Where a line in the entries below contains the word "small", count it. Return the total alone.

(Beginning of RECORDS FOR THIS TASK)

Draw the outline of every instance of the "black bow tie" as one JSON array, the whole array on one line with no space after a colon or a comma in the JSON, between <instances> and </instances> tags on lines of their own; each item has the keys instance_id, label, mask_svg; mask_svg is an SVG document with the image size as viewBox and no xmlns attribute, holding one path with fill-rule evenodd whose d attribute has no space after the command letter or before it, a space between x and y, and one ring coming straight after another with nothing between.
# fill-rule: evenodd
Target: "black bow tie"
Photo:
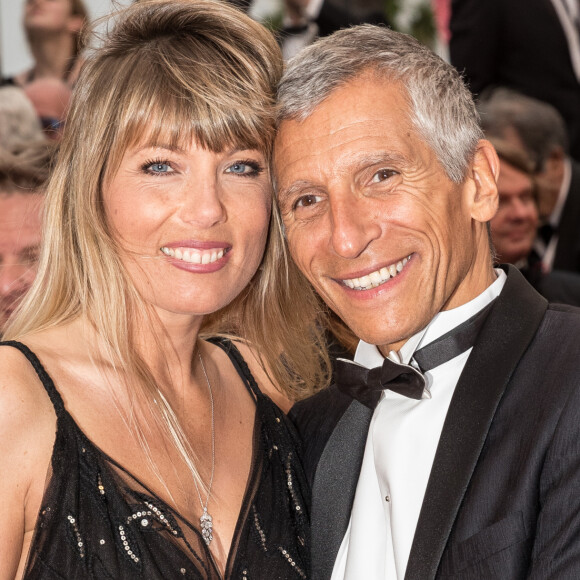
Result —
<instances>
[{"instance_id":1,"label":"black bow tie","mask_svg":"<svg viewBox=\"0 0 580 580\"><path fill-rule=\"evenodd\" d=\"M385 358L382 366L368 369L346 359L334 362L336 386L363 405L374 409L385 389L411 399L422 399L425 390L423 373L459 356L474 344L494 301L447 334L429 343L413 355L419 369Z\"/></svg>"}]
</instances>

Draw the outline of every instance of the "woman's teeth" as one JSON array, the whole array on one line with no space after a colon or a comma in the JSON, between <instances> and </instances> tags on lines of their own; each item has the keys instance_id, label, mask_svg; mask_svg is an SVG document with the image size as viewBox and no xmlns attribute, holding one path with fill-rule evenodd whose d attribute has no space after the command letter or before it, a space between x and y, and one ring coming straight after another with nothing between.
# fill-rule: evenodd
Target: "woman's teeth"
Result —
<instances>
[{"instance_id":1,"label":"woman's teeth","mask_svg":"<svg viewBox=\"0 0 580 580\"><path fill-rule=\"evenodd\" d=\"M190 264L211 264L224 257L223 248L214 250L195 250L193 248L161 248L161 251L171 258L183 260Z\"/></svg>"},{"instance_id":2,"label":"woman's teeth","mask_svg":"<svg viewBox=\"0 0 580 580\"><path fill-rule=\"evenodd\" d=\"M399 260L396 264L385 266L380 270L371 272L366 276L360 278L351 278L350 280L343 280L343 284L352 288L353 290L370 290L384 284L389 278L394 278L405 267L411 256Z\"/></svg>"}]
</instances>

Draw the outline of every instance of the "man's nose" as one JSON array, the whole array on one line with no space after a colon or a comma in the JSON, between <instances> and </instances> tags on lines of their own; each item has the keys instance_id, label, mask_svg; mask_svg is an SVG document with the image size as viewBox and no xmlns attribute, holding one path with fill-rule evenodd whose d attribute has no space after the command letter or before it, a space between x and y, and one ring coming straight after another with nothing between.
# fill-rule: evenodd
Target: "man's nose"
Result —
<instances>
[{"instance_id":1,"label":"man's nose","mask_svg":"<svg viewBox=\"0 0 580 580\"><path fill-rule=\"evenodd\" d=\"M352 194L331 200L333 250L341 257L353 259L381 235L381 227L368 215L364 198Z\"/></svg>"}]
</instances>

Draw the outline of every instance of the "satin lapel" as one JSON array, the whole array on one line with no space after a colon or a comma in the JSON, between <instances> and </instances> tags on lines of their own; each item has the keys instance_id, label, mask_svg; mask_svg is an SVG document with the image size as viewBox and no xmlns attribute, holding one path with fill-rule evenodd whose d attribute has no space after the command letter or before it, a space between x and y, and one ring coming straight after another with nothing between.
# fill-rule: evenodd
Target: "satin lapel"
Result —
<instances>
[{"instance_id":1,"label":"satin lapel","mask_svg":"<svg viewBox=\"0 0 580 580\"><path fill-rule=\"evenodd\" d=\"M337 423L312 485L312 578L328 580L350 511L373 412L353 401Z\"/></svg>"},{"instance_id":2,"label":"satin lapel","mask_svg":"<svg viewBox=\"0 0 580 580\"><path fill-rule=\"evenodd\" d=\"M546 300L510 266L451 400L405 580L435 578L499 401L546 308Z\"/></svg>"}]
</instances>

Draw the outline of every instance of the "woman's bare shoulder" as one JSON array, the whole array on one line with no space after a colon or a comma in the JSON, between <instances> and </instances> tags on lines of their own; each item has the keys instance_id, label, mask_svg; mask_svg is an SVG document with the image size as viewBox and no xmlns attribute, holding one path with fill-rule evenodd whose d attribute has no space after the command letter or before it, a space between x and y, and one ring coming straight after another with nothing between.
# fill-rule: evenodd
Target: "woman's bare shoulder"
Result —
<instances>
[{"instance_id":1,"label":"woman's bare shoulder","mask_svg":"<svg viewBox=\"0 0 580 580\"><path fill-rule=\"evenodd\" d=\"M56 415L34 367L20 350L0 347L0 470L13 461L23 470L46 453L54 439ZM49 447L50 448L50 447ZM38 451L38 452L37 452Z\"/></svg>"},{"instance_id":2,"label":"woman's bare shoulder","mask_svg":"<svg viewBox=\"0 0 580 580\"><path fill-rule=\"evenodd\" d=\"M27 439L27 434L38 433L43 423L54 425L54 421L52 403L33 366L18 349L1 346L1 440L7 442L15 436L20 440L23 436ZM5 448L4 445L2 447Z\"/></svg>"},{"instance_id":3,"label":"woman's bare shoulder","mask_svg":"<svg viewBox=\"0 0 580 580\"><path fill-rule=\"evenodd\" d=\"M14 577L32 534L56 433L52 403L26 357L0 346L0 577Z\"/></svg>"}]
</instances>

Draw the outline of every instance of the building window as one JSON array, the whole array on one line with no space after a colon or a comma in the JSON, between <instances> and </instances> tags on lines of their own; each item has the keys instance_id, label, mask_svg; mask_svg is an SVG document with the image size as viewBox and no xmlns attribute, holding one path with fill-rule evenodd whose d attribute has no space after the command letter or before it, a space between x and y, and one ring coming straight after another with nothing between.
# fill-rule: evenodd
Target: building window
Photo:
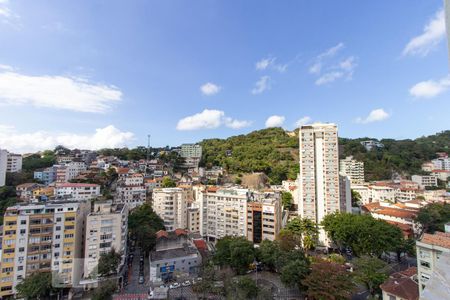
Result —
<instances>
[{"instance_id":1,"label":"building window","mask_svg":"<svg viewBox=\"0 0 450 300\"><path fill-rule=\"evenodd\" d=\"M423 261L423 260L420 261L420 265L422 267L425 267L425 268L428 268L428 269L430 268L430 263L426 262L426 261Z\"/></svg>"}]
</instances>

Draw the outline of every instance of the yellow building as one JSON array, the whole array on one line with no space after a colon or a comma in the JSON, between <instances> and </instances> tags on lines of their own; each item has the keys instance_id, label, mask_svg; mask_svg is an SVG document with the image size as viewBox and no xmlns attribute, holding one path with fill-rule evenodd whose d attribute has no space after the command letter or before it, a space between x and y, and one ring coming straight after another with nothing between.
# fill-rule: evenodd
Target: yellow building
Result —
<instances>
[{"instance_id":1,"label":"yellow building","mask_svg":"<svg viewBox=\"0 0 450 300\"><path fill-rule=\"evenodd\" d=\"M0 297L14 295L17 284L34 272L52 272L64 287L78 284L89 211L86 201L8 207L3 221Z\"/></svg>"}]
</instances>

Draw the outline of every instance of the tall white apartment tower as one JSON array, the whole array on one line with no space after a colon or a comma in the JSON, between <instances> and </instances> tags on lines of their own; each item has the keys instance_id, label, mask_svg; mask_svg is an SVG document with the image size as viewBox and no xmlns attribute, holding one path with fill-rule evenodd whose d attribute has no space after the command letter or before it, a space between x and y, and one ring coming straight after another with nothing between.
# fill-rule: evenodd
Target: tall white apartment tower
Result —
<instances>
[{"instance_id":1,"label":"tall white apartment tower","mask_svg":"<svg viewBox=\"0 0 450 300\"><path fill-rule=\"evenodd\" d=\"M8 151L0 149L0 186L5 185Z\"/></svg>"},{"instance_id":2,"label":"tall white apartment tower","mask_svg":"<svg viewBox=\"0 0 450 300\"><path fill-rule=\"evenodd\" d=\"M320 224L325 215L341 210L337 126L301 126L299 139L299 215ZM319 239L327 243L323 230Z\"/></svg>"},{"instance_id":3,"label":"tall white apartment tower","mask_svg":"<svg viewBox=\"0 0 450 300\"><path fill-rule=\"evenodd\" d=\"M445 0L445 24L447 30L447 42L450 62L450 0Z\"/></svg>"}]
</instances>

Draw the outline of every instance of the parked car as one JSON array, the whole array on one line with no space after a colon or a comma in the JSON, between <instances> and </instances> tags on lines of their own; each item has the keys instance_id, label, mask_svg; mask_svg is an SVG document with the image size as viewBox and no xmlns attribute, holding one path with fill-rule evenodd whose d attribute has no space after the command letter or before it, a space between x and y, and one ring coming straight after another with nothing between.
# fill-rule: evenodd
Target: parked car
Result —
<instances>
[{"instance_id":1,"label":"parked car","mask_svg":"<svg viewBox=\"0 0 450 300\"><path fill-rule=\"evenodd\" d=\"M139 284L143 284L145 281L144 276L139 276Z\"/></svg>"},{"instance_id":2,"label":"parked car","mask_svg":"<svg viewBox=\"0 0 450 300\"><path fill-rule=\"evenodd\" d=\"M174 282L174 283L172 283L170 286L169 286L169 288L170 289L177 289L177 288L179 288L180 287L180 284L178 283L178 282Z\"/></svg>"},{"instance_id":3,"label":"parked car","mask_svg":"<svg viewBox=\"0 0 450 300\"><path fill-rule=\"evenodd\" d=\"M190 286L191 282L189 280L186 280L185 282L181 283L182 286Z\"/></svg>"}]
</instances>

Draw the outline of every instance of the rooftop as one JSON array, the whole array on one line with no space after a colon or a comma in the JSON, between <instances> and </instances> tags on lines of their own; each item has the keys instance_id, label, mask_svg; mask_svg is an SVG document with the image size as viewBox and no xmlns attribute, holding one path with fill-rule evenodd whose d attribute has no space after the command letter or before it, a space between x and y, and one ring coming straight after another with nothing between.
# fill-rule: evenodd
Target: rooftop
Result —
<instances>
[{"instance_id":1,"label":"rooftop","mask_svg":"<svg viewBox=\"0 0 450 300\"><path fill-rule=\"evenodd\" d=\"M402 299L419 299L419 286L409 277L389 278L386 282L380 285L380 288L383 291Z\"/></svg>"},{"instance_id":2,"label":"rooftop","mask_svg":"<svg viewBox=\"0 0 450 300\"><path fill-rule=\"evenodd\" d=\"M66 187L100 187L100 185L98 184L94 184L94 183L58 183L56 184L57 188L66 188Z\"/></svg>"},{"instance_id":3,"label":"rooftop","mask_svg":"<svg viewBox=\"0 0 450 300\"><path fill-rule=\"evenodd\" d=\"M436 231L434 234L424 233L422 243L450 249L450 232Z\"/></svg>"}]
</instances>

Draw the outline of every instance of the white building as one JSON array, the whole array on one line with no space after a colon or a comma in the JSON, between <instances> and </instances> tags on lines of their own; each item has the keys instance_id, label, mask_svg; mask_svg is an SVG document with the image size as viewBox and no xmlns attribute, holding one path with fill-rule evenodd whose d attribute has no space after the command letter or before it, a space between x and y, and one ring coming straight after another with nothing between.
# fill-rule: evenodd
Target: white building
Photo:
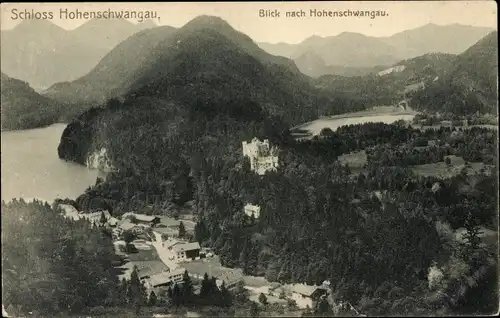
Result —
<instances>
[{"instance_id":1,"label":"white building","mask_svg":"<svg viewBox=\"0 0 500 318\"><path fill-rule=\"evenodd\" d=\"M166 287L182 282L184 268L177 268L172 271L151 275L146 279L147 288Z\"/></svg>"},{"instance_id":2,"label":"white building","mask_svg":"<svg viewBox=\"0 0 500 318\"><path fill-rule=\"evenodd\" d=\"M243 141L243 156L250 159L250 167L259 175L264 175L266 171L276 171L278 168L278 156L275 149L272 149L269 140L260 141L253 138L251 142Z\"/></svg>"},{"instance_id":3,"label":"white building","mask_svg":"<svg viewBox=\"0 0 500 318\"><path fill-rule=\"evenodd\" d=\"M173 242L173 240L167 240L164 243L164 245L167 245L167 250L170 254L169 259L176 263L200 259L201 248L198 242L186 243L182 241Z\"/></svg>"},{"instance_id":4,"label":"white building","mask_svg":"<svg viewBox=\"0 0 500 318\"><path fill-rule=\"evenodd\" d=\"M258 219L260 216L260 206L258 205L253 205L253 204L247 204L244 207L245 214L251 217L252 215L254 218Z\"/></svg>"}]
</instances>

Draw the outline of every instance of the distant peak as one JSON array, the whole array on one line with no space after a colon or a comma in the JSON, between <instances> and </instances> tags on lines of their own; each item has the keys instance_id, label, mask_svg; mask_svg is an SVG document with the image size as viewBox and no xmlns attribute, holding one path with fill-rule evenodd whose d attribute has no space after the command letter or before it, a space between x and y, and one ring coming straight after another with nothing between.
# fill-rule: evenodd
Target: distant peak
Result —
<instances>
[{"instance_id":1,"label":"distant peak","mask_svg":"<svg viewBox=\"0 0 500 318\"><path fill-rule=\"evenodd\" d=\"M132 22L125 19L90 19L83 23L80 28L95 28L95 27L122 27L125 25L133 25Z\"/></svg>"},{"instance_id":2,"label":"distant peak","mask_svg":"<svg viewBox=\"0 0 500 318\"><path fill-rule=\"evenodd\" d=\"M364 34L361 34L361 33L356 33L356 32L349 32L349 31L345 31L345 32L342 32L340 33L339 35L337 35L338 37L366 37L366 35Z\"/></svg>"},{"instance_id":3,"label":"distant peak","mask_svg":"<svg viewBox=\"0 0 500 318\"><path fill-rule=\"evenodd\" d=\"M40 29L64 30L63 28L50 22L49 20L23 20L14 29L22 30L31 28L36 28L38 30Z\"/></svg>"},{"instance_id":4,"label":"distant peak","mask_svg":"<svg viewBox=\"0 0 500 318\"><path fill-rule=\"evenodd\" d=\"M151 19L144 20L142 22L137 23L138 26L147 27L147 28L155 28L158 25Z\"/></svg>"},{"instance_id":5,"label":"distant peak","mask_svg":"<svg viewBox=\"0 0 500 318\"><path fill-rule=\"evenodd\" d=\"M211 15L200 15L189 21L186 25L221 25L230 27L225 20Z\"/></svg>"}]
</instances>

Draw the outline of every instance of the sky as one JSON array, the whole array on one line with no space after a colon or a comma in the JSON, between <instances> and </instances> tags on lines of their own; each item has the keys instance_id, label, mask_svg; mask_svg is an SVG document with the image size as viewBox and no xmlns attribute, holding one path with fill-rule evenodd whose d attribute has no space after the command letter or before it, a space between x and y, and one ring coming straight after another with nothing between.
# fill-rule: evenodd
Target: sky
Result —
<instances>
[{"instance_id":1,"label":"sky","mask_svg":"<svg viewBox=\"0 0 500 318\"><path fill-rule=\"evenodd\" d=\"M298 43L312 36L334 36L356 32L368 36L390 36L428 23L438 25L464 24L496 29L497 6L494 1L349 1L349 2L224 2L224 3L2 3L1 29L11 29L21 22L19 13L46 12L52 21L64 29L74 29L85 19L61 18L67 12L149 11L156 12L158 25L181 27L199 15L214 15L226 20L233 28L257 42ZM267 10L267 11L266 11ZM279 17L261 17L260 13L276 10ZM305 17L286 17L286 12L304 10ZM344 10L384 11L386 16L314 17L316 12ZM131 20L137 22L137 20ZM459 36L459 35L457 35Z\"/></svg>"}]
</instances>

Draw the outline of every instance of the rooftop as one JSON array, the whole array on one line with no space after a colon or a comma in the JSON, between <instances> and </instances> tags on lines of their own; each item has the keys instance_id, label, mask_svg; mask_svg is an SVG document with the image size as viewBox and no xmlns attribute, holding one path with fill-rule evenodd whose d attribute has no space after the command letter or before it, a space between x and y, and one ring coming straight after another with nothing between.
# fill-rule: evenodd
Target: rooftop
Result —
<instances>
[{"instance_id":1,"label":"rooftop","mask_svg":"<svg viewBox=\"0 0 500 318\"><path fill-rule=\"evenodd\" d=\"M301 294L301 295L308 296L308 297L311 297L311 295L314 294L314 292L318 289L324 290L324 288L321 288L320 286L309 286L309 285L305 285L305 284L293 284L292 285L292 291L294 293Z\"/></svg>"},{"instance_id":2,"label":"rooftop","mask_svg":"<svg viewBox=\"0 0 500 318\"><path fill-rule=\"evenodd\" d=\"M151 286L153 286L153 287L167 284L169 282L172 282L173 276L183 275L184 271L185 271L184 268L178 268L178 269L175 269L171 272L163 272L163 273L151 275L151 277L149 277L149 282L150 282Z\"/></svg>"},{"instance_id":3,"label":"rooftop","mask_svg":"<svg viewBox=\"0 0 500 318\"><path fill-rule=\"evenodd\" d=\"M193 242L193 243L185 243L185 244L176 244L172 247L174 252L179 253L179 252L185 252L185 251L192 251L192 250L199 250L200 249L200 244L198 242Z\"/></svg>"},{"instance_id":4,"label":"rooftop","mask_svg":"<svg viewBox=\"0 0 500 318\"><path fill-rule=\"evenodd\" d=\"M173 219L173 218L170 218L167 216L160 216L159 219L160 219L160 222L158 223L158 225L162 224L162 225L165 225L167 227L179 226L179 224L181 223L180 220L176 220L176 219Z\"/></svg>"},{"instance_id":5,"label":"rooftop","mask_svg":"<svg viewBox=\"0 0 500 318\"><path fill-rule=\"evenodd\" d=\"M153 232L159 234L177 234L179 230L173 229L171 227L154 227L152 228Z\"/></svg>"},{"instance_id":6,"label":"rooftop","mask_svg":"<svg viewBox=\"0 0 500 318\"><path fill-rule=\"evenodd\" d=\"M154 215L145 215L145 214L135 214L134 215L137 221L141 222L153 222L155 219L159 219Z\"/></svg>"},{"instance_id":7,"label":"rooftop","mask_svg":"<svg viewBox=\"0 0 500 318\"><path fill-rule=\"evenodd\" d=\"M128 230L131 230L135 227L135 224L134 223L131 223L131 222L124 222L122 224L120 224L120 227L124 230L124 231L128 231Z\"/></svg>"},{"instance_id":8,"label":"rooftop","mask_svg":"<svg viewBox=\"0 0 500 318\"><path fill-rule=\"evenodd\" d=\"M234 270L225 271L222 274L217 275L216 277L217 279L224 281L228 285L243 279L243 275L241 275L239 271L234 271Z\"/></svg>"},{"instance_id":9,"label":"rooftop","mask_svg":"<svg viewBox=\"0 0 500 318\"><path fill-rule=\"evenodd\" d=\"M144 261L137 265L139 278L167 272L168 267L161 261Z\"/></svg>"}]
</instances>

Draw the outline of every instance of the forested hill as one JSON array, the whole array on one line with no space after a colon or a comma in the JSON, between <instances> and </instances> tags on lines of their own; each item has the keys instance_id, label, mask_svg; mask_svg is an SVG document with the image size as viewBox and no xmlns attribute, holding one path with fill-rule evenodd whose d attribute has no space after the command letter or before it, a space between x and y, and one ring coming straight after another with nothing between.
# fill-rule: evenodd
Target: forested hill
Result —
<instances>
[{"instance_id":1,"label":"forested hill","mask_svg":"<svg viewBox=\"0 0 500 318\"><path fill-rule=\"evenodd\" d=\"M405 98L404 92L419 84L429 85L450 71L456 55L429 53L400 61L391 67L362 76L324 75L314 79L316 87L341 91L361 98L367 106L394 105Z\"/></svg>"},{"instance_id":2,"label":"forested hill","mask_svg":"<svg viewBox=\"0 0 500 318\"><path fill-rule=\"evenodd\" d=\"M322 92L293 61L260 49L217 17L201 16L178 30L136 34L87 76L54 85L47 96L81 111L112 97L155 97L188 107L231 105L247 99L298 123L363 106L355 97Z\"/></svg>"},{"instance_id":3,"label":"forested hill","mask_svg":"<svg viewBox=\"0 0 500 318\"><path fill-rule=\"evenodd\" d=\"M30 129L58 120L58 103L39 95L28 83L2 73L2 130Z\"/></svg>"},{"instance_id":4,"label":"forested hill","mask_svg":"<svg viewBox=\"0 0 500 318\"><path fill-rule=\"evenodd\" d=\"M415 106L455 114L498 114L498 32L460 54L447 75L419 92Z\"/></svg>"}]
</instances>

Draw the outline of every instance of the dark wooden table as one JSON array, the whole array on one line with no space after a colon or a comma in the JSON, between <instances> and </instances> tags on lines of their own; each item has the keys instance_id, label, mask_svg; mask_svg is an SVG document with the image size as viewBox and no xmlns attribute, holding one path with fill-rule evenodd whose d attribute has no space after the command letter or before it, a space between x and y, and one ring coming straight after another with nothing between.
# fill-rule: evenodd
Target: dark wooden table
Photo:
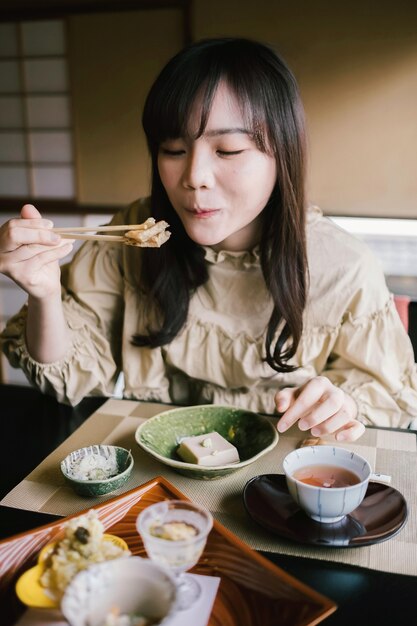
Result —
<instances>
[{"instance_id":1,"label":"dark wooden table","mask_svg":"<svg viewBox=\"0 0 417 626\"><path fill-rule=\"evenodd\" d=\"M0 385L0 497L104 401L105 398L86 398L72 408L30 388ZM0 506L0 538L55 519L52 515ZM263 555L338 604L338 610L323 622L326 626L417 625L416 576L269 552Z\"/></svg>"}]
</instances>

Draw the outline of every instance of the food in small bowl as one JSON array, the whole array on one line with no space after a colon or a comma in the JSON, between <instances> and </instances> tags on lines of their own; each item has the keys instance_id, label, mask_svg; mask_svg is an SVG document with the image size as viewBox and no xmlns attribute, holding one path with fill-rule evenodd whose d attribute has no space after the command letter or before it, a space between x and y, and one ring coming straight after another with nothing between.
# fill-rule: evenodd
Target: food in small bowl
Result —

(End of RECORDS FOR THIS TASK)

**REPLY TO THE EXERCISE**
2